__What you are asked to do__
Write out, exactly and in full, the records given below, but not their pictures.

__Given data__
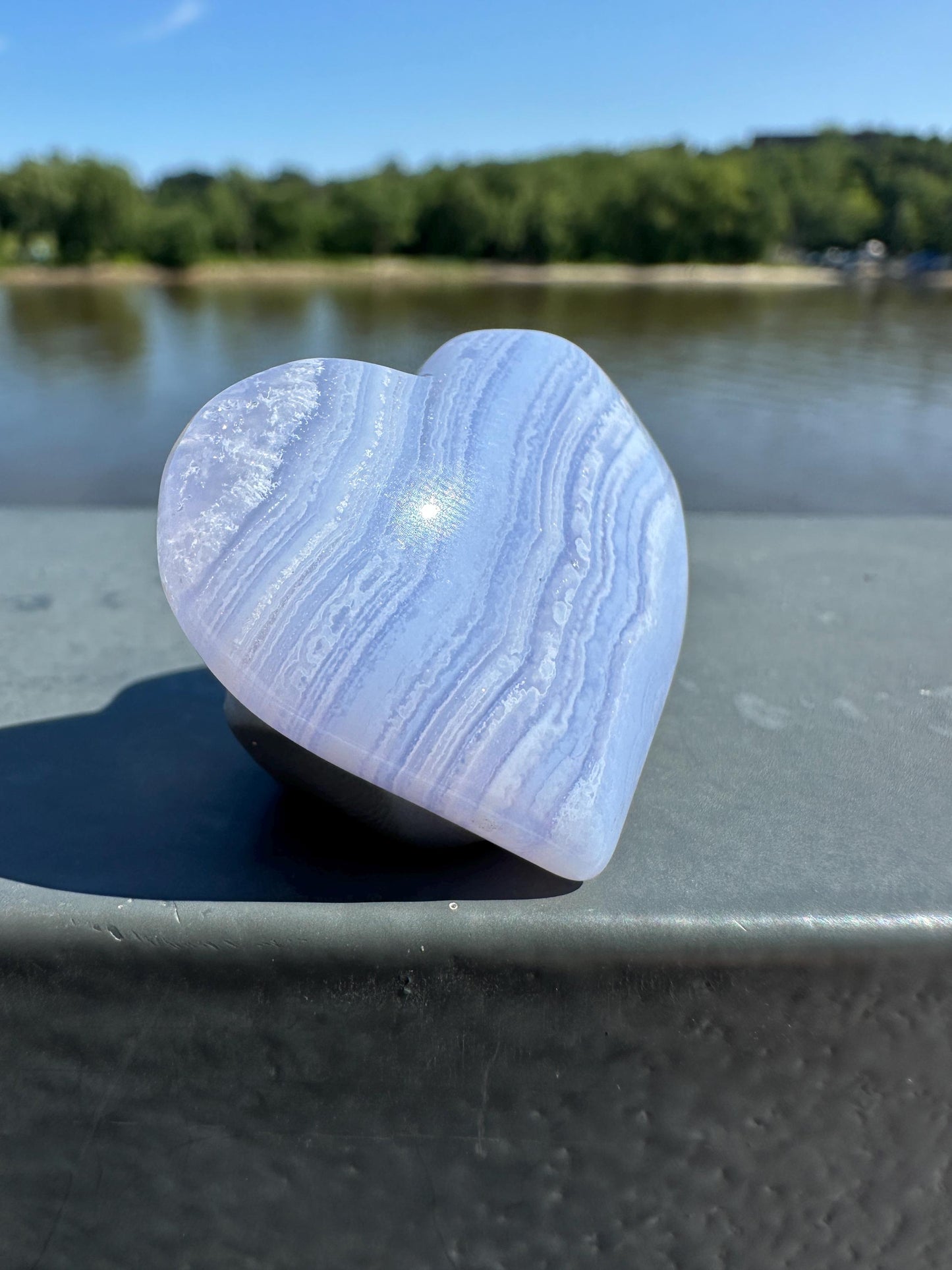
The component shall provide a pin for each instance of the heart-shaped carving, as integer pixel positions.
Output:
(466, 586)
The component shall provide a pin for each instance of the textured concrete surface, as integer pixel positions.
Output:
(786, 1116)
(238, 1033)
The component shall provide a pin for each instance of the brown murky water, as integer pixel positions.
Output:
(762, 400)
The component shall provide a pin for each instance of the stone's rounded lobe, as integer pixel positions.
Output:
(465, 586)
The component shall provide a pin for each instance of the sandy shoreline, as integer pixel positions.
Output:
(410, 272)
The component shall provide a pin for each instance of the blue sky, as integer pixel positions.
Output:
(337, 86)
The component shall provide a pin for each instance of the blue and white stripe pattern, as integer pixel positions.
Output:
(466, 586)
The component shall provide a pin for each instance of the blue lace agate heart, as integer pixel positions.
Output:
(466, 586)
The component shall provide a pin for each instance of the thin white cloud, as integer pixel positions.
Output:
(182, 16)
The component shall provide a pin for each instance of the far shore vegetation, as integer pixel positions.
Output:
(775, 200)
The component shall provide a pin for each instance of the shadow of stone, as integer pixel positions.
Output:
(153, 798)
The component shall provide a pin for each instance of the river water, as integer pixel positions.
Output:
(831, 400)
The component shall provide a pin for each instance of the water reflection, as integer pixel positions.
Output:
(762, 400)
(76, 324)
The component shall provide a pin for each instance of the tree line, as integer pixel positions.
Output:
(649, 206)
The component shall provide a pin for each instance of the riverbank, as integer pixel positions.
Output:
(408, 272)
(403, 271)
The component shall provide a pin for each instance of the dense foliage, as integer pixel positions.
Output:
(645, 206)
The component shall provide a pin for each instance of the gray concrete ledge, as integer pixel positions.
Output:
(796, 801)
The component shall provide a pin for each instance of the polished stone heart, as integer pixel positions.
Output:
(465, 586)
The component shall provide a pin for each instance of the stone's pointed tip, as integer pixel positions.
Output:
(466, 589)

__Answer__
The component shall provide a pin for each instance of the heart-shaped carving, as integer pixel positions.
Output:
(466, 586)
The component shall provide a pin for each instance of the textured concrete surface, as integer pixel positions.
Output:
(786, 1116)
(238, 1033)
The component shall provide a pin for each instance of the brown murky water, as integer pixel positions.
Output:
(762, 400)
The component shall provide a pin for each instance of the stone's rounded lobe, as integer pixel positions.
Output:
(465, 586)
The component shall provide a pin for each instance of the sandy shoreline, as integer pixel positions.
Output:
(410, 272)
The component shall provide a pin for each instance of the blue sky, as integer pixel positions.
Output:
(337, 86)
The component shall provide a pin for each instance of the blue and white stripe pattern, as integer pixel positions.
Output:
(466, 586)
The component shall provide a pin for each instance of the blue lace agate heart, as integer pixel positions.
Output:
(466, 586)
The component shall provide a pin for each instance of the thin white cloud, as integer pixel positions.
Output:
(182, 16)
The component shall provide a pin for each instance of the far shore vegetation, as integer pixel positions.
Output:
(775, 200)
The component shall provide a pin for each instance of the shadow of stone, as integer pixel positions.
Output:
(153, 798)
The component shall provide a pin for each instance of the river water, as integer pixel positions.
Output:
(831, 400)
The component shall provide a pin for each instance of the water reflection, as integer pixel positions.
Output:
(762, 400)
(76, 324)
The component shall provide a pin for each instance of the tree line, as integer pixel positions.
Output:
(649, 206)
The component shall provide a pin for each instance of the riverbank, as integer pixel positions.
Output:
(408, 272)
(403, 271)
The component shall provide a pin for each instance of the dense foliage, as integer pixel positions.
Output:
(645, 206)
The component shall provide a pin for each instance of the gray concrete ledge, as integer pixel positions.
Output:
(796, 801)
The component shall provide a pin for each instance of the polished stone heart, as integer pixel positions.
Output:
(465, 586)
The component shall provide a pin for each instance of the stone's pointed tip, as integer pixel positions.
Output:
(466, 589)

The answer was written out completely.